● **Dataset entries**
◆ ◆ ◆ ◆

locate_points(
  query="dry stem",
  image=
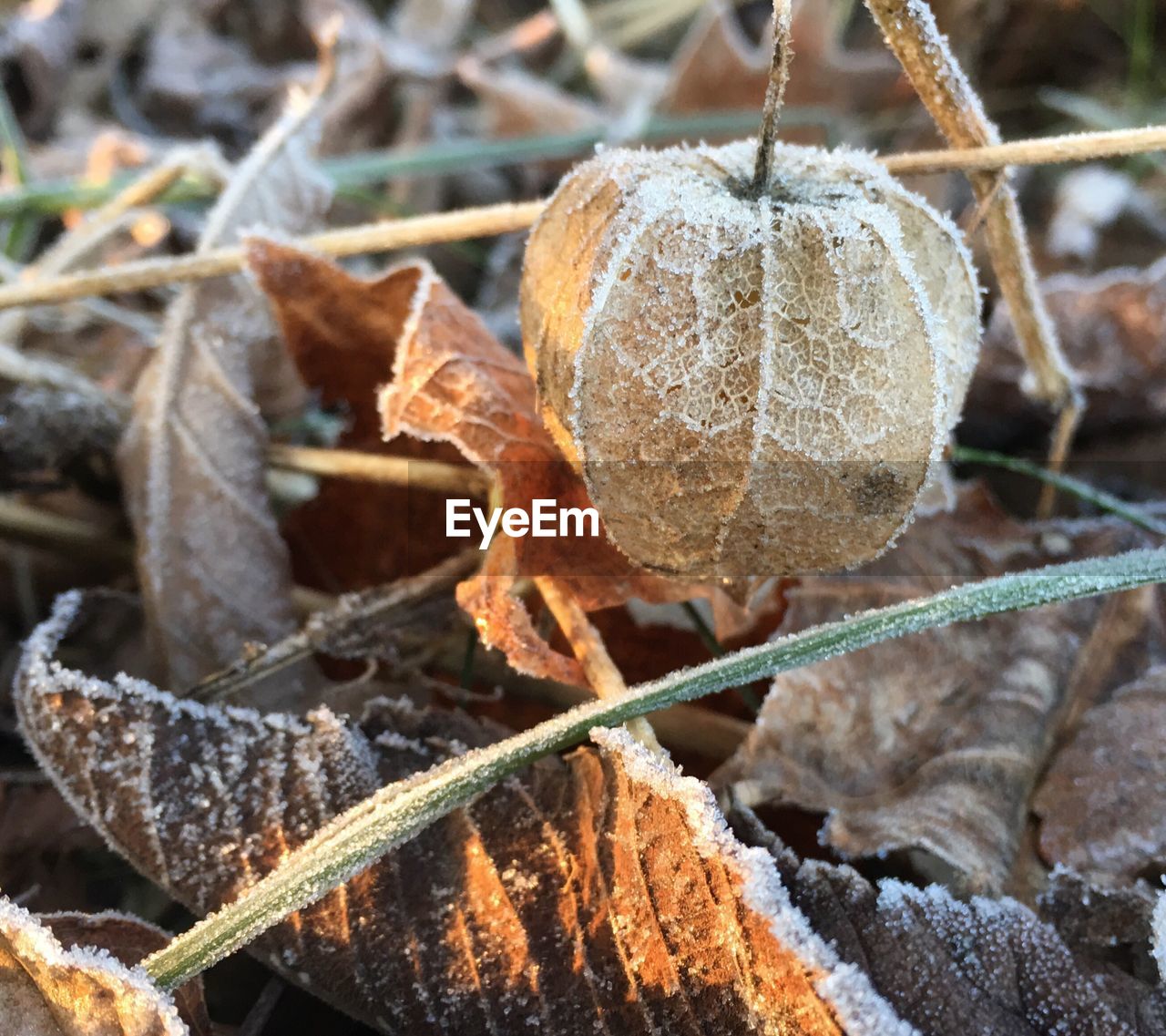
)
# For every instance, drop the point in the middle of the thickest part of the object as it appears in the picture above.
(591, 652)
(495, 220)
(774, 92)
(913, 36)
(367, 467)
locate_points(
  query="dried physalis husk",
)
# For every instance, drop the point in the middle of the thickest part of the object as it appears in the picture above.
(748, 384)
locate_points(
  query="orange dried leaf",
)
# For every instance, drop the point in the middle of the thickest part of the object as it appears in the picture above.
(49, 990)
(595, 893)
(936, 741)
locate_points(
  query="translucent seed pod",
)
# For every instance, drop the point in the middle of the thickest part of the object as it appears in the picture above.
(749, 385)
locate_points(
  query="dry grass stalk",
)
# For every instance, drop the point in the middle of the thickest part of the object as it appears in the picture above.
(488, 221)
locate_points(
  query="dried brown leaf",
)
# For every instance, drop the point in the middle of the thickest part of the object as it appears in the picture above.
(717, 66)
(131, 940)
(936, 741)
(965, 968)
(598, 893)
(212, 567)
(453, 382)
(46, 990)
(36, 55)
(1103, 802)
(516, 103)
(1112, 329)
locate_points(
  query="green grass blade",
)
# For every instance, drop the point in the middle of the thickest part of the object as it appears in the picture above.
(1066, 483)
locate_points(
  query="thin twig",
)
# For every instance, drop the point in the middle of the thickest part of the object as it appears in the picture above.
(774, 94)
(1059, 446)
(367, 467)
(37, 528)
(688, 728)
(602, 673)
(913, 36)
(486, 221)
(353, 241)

◆ ◆ ◆ ◆

● **Activity**
Return the data exactly as it stands, minus the pictures.

● **Answer area**
locate_points(
  query="dry stem",
  image=
)
# For every instance, drop the point in the middle of the thickest part of the object as it appears in the picture above.
(591, 652)
(495, 220)
(774, 92)
(913, 36)
(367, 467)
locate_points(
  query="dried physalis husk",
)
# For every instance, drop the point in the middle of the thickest part of the object as it appears in the picture above.
(748, 384)
locate_points(
  query="orange dried leaf",
)
# For every instance, drop the point in the middle of the thickest part of the object as it appears in the picture above.
(49, 990)
(595, 893)
(936, 741)
locate_points(
  query="translucent seed pod",
)
# For every instance, drop the point in the middle of the thickest part of the object as it appears in the picture above.
(749, 385)
locate_points(
  query="dry grass stalk",
)
# For every instance, drop the point in the middle of the thickest part of the object as it appears in the picture above.
(488, 221)
locate_points(
  query="dried brown leaf",
)
# For every instance, drop the point in the middle of the thickest part of the object as it appears in the picture above.
(717, 66)
(131, 940)
(936, 741)
(965, 968)
(598, 893)
(212, 567)
(453, 382)
(46, 990)
(36, 55)
(1103, 802)
(516, 103)
(1112, 329)
locate_points(
  query="green grass blade",
)
# For every instance, drop the point in the middle of the thickest part of the object as it appears in the picture above.
(1066, 483)
locate_points(
  query="thin twig",
)
# For every instance, drop the point in the middle of the thickest part of the object as it appears in the picture above.
(774, 94)
(1059, 446)
(367, 467)
(37, 528)
(688, 728)
(602, 673)
(913, 36)
(486, 221)
(353, 241)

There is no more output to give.